** Begin Records to process **

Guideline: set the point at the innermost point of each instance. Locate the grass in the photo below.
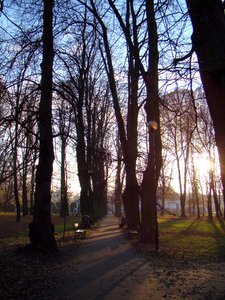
(12, 233)
(193, 239)
(179, 237)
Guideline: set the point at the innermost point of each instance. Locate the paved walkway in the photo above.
(106, 267)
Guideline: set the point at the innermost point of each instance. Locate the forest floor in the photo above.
(107, 265)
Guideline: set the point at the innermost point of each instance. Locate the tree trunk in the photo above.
(209, 44)
(149, 223)
(41, 229)
(118, 186)
(64, 211)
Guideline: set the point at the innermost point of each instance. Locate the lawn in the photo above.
(12, 233)
(184, 238)
(192, 238)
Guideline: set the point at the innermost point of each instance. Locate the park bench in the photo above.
(79, 233)
(133, 234)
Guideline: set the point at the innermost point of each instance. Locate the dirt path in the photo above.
(105, 266)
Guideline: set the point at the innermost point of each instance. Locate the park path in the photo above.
(106, 267)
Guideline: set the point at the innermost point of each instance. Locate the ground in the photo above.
(107, 265)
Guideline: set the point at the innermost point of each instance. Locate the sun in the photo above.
(202, 163)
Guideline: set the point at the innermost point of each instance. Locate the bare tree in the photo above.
(208, 42)
(41, 231)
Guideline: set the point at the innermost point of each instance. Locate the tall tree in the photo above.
(208, 23)
(41, 229)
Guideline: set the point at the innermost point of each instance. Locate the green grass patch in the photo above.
(12, 233)
(193, 239)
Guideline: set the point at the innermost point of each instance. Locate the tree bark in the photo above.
(149, 223)
(41, 229)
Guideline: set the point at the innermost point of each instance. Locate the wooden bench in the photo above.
(79, 233)
(133, 234)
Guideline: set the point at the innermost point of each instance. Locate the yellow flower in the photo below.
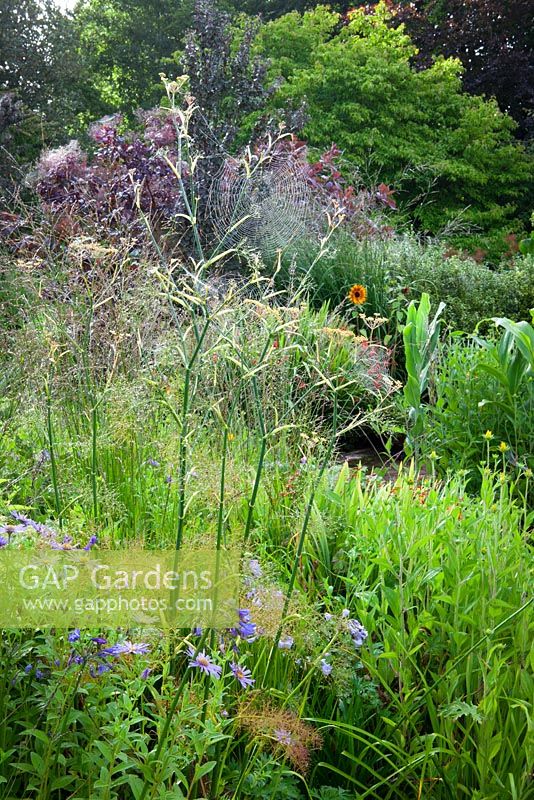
(357, 294)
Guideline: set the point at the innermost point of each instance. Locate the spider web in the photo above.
(263, 201)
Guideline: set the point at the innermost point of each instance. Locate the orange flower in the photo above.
(357, 294)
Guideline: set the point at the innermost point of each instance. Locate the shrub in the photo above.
(397, 269)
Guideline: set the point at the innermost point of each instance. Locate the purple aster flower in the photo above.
(247, 630)
(127, 648)
(100, 670)
(283, 736)
(286, 643)
(11, 529)
(357, 631)
(243, 675)
(91, 543)
(326, 668)
(206, 665)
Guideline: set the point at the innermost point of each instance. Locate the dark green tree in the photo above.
(127, 43)
(413, 126)
(39, 59)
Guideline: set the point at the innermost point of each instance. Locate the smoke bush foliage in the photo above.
(128, 172)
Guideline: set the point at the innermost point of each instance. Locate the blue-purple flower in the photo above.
(91, 543)
(286, 642)
(326, 668)
(357, 631)
(243, 675)
(204, 663)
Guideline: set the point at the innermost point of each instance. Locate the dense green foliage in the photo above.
(453, 153)
(398, 269)
(169, 379)
(127, 44)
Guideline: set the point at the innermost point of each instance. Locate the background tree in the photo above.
(493, 40)
(411, 125)
(126, 44)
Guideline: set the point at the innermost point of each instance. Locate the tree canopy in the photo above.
(411, 126)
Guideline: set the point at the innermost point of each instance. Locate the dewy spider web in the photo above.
(263, 200)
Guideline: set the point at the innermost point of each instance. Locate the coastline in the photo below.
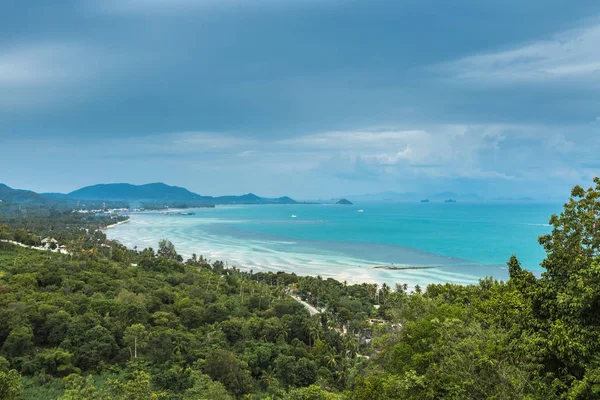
(262, 253)
(116, 224)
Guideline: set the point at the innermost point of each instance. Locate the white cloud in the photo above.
(571, 55)
(44, 73)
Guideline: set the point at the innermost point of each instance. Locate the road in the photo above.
(311, 309)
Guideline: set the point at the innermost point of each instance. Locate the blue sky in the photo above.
(308, 98)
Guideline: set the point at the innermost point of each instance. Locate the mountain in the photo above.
(160, 193)
(10, 195)
(128, 192)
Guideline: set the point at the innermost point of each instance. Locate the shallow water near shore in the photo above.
(464, 242)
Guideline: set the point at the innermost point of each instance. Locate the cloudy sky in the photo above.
(308, 98)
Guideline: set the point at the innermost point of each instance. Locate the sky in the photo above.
(306, 98)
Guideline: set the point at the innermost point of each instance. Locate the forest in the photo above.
(106, 322)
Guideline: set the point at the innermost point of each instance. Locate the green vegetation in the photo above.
(116, 323)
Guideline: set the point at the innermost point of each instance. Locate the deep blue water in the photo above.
(467, 241)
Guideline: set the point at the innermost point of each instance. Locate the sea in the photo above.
(456, 242)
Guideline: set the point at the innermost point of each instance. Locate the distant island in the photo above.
(344, 202)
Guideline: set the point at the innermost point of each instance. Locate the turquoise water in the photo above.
(463, 241)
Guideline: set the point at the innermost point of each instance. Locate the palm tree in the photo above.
(331, 359)
(314, 328)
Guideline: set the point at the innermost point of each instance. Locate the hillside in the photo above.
(151, 194)
(8, 194)
(128, 192)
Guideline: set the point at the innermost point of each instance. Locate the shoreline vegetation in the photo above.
(111, 322)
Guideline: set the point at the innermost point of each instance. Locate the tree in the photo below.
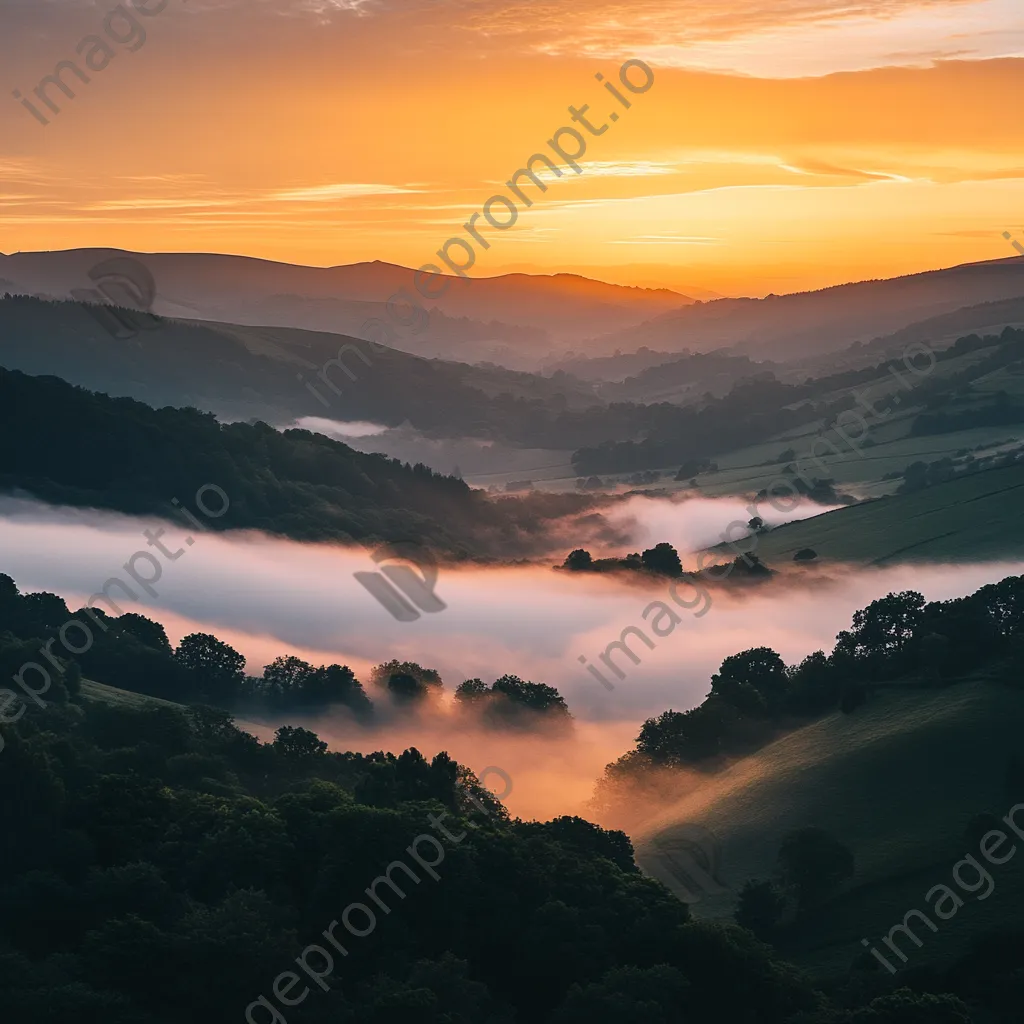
(814, 685)
(813, 863)
(297, 743)
(761, 668)
(663, 558)
(151, 633)
(883, 633)
(285, 679)
(760, 908)
(640, 995)
(472, 691)
(216, 668)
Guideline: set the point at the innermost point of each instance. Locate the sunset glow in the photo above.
(782, 146)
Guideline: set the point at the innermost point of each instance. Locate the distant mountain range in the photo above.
(516, 320)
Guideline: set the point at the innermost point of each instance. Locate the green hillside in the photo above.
(896, 782)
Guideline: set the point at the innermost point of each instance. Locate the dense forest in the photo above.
(159, 865)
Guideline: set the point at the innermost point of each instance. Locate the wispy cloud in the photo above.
(342, 190)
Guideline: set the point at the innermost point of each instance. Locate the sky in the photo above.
(782, 144)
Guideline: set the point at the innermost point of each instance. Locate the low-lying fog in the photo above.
(268, 596)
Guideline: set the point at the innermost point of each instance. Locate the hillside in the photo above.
(68, 445)
(265, 372)
(977, 517)
(512, 316)
(805, 324)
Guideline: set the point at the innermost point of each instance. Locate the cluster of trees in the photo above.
(898, 637)
(132, 652)
(921, 474)
(159, 865)
(511, 701)
(663, 559)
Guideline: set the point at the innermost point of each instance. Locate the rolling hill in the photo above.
(515, 318)
(793, 327)
(897, 782)
(977, 517)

** End Records to process **

-- Job --
In your copy, leave out the pictures and reproduce the material above exactly.

-- Solution for this task --
Guideline: set the point at the innermost point of each instance. Locate the grass in the photo below.
(12, 233)
(193, 239)
(179, 237)
Guideline: set the point at the innermost point of each instance. Locate the paved walkway in the photo above.
(106, 267)
Guideline: set the point at the innermost point of each instance. Locate the forest floor in the photo above.
(107, 265)
Guideline: set the point at the innermost point of each instance. Locate the tree trunk in the photo above.
(209, 44)
(149, 223)
(41, 229)
(118, 186)
(64, 211)
Guideline: set the point at the innermost point of each instance. Locate the lawn in the photo above.
(12, 233)
(184, 238)
(192, 238)
Guideline: set the point at the innermost point of each instance. Locate the park bench in the photo above.
(79, 233)
(133, 234)
Guideline: set the point at the innermost point of each instance. Locate the dirt path in the photo above.
(105, 266)
Guideline: set the point at the innermost point of each instance. Locate the park path in the photo above.
(106, 267)
Guideline: set the point at the innermost point of each instance. Locate the ground in the photo above.
(107, 265)
Guideline: set the point at the innermost point of each instance. Locate the sun in the photo above.
(202, 163)
Guideline: set the point at the innermost point of each instance. Locate the bare tree in the photo above.
(208, 42)
(41, 231)
Guideline: set the point at the innermost point of each instance. Locate the tall tree in the photo above.
(208, 23)
(41, 229)
Guideline: set the point at the innermost point of each instance. Locate the green grass patch in the photo above.
(12, 233)
(193, 239)
Guideline: set the point at the innermost point of each instance. Locate the tree bark in the photo above.
(149, 223)
(41, 229)
Guideline: set the point at the innermost point of each instance. Locate the wooden bench in the photo above.
(79, 233)
(133, 234)
Guideline: set the point at the innermost point of each instance. Locate the yellow flower in the photo below.
(357, 294)
Guideline: set the point at the innermost point of each instance. Locate the spider web in the photo above.
(263, 201)
Guideline: set the point at the innermost point of each instance. Locate the orange flower in the photo above.
(357, 294)
Guideline: set the point at the innermost point of each instance. Locate the shrub in the photo above.
(397, 269)
Guideline: set the point at the innermost point of each instance. Locate the purple aster flower in the photo above.
(247, 630)
(127, 648)
(100, 670)
(283, 736)
(286, 643)
(11, 529)
(357, 631)
(243, 675)
(91, 543)
(326, 668)
(206, 665)
Guideline: set the point at the innermost point of each instance. Locate the dark green tree in the photo above.
(127, 43)
(413, 126)
(39, 59)
Guideline: set the point at the innermost point of each instance. Locate the smoke bush foliage in the photo above.
(128, 172)
Guideline: set the point at the innermost point of each instance. Locate the blue-purple flower in the photo above.
(91, 543)
(286, 642)
(326, 668)
(357, 631)
(243, 675)
(204, 663)
Guideline: set the point at the innermost point of each instance. Locate the dense green foliage in the photo above.
(453, 153)
(398, 269)
(169, 379)
(127, 44)
Guideline: set the point at the innermost point of each instance. Locate the background tree in the photo above.
(493, 40)
(411, 125)
(126, 44)
Guideline: set the point at the innermost point of each instance. Locate the tree canopy in the photo above.
(411, 126)
Guideline: set the point at the innermost point of each instance. Locate the dewy spider web in the photo above.
(263, 200)
Guideline: set the point at the innermost point of each instance. Locate the coastline in the photo below.
(262, 253)
(116, 224)
Guideline: set the point at the innermost point of each instance. Locate the white cloud in the photo above.
(571, 55)
(44, 73)
Guideline: set the point at the innermost point of each instance. Locate the road in the photo above.
(311, 309)
Guideline: set the point at the innermost point of each instance. Locate the blue sky in the photo above.
(308, 98)
Guideline: set the point at the innermost point of each instance. Locate the mountain in the photo above.
(160, 193)
(10, 195)
(128, 192)
Guideline: set the point at the innermost point of each instance. Locate the shallow water near shore in the photo above.
(464, 242)
Guideline: set the point at the innermost point of each instance. Locate the cloudy sky in the photo above.
(308, 98)
Guideline: set the point at the innermost point of each instance. Locate the sky in the photo above.
(306, 98)
Guideline: set the point at the innermost point of each instance. Locate the forest in the photo above.
(106, 322)
Guideline: set the point at the innermost point of each instance. Locate the green vegetation in the photo above.
(116, 323)
Guideline: set the point at the innermost point of each instance. Locate the deep blue water in the photo above.
(467, 241)
Guideline: set the point at the innermost point of each instance. Locate the sea in the photo above.
(456, 242)
Guideline: set the point at the innermost point of each instance. Locate the distant island in the photo above.
(344, 202)
Guideline: set the point at the innermost point of each instance. Locate the turquoise water in the photo above.
(463, 241)
Guideline: set the point at the innermost point of each instance. Locate the palm tree in the photo above.
(331, 359)
(314, 328)
Guideline: set the point at the innermost point of each instance. Locate the hillside in the photo above.
(151, 194)
(8, 194)
(128, 192)
Guideline: set the point at the innermost point of each instance. Locate the shoreline vegetation in the photo above.
(111, 322)
Guideline: set the point at the innermost point of each instance. Locate the tree in the photo below.
(814, 685)
(813, 863)
(297, 743)
(761, 668)
(663, 558)
(151, 633)
(883, 633)
(285, 679)
(760, 908)
(640, 995)
(472, 691)
(216, 668)
Guideline: set the point at the innermost point of each instance. Locate the sunset glow in the photo above.
(782, 146)
Guideline: set the point at the innermost point of each instance. Locate the distant mountain range in the photo above.
(516, 320)
Guideline: set the point at the innermost point of each instance. Locate the green hillside in the photo above.
(896, 782)
Guideline: set the point at the innermost point of each instance. Locate the dense forest in the photo above.
(159, 865)
Guideline: set the point at the innermost point of each instance. Locate the wispy cloud in the photo above.
(342, 190)
Guideline: set the point at the innermost point of each instance. Locate the sky in the photo above.
(782, 144)
Guideline: set the point at the innermost point of each instance. Locate the low-lying fog in the photo above.
(268, 596)
Guideline: set the point at the innermost point of each instance. Locate the hillside in the photo above.
(68, 445)
(265, 372)
(977, 517)
(512, 316)
(805, 324)
Guideline: set the point at the innermost point of each instance. Locate the cluster of trees in the photo above.
(898, 637)
(132, 652)
(921, 474)
(159, 865)
(511, 701)
(663, 559)
Guideline: set the point at the innermost point of each instance. Locate the rolling hill in the photo above.
(515, 318)
(793, 327)
(897, 782)
(977, 517)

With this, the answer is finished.